**Aim of the task**
List every line of the records below that contains the word "cloud", and copy each such line in full.

**Items**
+++++

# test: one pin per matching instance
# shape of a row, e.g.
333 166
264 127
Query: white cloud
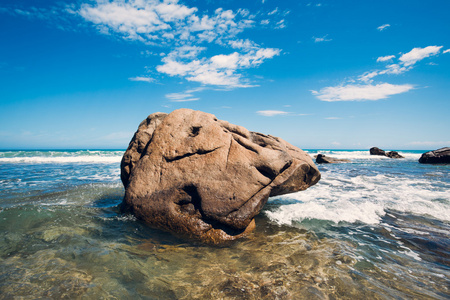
243 44
271 113
321 39
219 70
405 64
188 33
385 58
352 92
156 22
142 78
280 25
418 54
383 27
273 11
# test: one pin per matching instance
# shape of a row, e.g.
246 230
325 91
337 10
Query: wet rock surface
439 156
189 173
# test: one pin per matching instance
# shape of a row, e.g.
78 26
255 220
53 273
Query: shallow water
375 228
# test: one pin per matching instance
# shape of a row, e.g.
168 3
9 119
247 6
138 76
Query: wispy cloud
142 78
271 113
367 90
383 27
188 33
385 58
351 92
219 70
321 39
418 54
431 144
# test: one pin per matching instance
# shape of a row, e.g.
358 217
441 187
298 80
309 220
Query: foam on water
343 195
60 157
363 154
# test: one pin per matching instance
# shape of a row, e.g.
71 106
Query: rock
378 151
439 156
322 159
189 173
393 154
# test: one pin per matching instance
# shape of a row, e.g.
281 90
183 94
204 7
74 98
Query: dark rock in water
393 154
189 173
322 159
377 151
439 156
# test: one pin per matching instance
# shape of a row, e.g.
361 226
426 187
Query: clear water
375 228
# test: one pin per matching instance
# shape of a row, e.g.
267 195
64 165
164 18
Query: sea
373 228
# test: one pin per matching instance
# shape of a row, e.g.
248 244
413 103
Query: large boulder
189 173
439 156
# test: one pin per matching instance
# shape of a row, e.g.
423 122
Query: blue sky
320 74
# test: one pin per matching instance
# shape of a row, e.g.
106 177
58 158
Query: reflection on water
94 252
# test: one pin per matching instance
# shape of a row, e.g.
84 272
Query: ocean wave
55 157
362 154
341 198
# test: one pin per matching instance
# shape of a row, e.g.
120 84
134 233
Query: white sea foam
361 155
62 159
341 198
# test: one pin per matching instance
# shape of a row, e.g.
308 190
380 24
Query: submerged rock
390 154
322 159
189 173
439 156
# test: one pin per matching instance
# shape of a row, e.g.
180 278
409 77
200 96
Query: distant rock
322 159
377 151
380 152
439 156
191 174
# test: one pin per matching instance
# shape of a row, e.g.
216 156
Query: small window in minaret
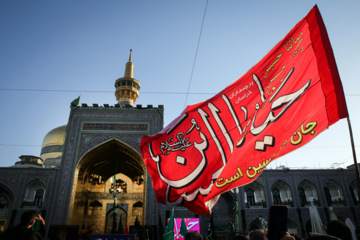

+++++

**Solution to this exercise**
Query: white cloud
Query: wispy cloud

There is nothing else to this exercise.